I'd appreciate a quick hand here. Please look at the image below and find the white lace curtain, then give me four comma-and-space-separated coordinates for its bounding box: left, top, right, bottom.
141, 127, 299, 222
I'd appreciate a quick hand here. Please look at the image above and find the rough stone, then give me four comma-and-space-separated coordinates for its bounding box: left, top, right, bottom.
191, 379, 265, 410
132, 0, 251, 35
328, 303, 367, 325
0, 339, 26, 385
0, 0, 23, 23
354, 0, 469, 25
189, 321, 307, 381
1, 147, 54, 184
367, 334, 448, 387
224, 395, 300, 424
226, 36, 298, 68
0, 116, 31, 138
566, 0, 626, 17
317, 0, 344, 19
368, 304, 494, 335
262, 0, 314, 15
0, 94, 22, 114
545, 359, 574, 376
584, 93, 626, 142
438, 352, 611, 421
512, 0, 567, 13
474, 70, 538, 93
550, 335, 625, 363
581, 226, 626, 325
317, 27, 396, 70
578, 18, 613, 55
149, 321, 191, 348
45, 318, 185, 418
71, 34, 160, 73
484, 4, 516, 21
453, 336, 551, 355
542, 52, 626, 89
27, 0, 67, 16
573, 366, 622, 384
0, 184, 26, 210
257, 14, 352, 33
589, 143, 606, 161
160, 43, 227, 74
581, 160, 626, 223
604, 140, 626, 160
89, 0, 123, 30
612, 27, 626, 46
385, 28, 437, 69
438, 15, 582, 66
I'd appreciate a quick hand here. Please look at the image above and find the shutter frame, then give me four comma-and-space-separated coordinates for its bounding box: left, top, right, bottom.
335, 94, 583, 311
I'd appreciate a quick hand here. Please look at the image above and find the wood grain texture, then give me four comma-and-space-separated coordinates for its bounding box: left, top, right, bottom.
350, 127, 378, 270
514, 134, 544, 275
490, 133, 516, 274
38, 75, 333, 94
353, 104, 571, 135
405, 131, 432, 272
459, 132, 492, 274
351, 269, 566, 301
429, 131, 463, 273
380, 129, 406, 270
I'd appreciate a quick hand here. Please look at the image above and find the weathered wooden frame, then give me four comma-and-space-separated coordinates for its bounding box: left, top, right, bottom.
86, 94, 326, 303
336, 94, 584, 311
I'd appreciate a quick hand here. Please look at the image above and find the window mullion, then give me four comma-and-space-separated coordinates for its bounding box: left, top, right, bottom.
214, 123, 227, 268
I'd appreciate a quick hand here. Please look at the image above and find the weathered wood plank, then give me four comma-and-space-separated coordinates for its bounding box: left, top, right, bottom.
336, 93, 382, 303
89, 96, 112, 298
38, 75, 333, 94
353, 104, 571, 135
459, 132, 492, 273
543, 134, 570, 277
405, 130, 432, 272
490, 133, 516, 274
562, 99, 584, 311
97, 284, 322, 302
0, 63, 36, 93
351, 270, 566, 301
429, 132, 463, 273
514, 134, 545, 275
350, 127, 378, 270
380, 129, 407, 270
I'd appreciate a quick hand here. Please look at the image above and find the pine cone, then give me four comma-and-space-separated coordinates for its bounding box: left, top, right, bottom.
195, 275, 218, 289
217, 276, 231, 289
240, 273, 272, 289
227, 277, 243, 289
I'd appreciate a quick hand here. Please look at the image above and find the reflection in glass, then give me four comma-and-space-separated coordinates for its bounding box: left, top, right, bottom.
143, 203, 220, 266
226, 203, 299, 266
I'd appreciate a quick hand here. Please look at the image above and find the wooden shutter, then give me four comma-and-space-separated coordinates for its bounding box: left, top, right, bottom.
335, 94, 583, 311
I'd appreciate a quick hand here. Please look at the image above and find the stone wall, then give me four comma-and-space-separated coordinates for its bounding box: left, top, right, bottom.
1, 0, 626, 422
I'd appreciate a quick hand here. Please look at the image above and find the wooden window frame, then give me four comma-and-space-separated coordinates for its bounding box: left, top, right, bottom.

_Task details_
Write out every entry exactly as it appears.

_Response_
I'd appreciate a quick hand here. Please look at the image below and find the white lace curtain, then give me four comma-and-space-separated coordinates for its bounding box: left, top, right, bottom.
141, 127, 299, 222
I'd appreciate a quick hand here. Please look at the image above and find the rough stone, then give me four comma-and-space-separated coordinates for its bounding box: left, top, right, bottom.
191, 379, 265, 410
132, 0, 251, 35
328, 303, 367, 325
0, 339, 26, 385
0, 0, 23, 23
354, 0, 469, 25
189, 321, 307, 381
1, 147, 54, 184
367, 334, 448, 387
224, 395, 300, 424
226, 36, 298, 68
0, 116, 31, 138
566, 0, 626, 17
317, 0, 344, 19
368, 304, 494, 335
262, 0, 314, 15
0, 94, 22, 114
545, 359, 574, 376
584, 93, 626, 142
438, 352, 611, 421
512, 0, 567, 13
474, 70, 538, 93
550, 335, 625, 363
581, 226, 626, 325
317, 27, 396, 70
578, 18, 613, 55
149, 321, 191, 348
45, 318, 185, 418
71, 34, 160, 73
484, 4, 516, 21
453, 336, 551, 355
542, 52, 626, 89
27, 0, 67, 16
573, 366, 622, 384
0, 184, 26, 210
257, 14, 352, 33
589, 143, 606, 161
160, 43, 227, 74
581, 160, 626, 223
604, 140, 626, 160
89, 0, 123, 30
612, 27, 626, 46
385, 28, 437, 69
438, 15, 582, 66
I'd appreciate a quick hand here. Please look at the image above and find the shutter frame, then give me four comma-and-space-separated coordinates for its bounding box: left, top, right, bottom.
335, 94, 583, 311
I'd appreciate a quick hand here. Please look at the image above and find the wood grain texture, then give me four comma-and-space-separated coordinates for its bounding box: left, top, right, bottom.
350, 127, 378, 270
514, 134, 544, 275
490, 133, 516, 274
38, 75, 333, 94
353, 104, 571, 135
405, 131, 432, 272
459, 132, 492, 274
351, 269, 566, 301
429, 131, 463, 273
380, 129, 406, 270
I'd appreciate a quick hand here. Please look at the image above and find the weathered wooden frame, then give me four comma-and-space-separated coordinates for its bounding box: left, top, right, bottom.
86, 94, 326, 303
336, 94, 584, 311
I'd appreciate a quick hand here. Please look at the image above and find the window mullion, then give me four comma-and-space-separated coordinates for its bounding box: left, top, right, bottom.
214, 123, 227, 268
I'd appreciate a quick hand here. Please look at the image above and find the weathered wood plank, then give me four comma-and-space-separated coordinates for its bounding box: left, top, right, bottom.
336, 93, 382, 303
89, 96, 112, 298
38, 75, 333, 94
353, 104, 571, 135
459, 132, 492, 273
543, 134, 570, 277
405, 130, 432, 272
490, 133, 516, 274
562, 99, 584, 311
97, 284, 322, 302
0, 63, 36, 93
351, 270, 566, 301
429, 132, 463, 273
514, 134, 545, 275
350, 127, 378, 270
380, 129, 407, 270
I'd appreciate a quick hand here. Please look at the image above and find the pine cone, then give me four comma-and-space-separated coordinates for its bounding box: left, top, right, bottom.
195, 275, 218, 289
217, 276, 231, 289
240, 273, 272, 289
227, 277, 243, 289
I'd appreciate a quick hand here. Please look at the image above and find the reflection in glass, then give me four comma-and-space-separated coordinates for its bounding box: left, top, right, bottom.
143, 203, 220, 266
226, 203, 299, 266
I'd appreciate a quick hand here. Please look at the image above and find the wooden shutter, then give me four comma-and-space-separated coordinates for its bounding box: left, top, right, bottom.
335, 94, 583, 311
I'd appreciate a quick hand here. Please look at the image above and find the stone wall, then give me four comma-and-space-separated coordinates for its bounding box: left, top, right, bottom.
1, 0, 626, 422
I'd appreciate a quick hand here. Please look at the image above and find the wooden window frame, then give me four comma-and-space-separated coordinates for its bounding box: left, top, right, bottom.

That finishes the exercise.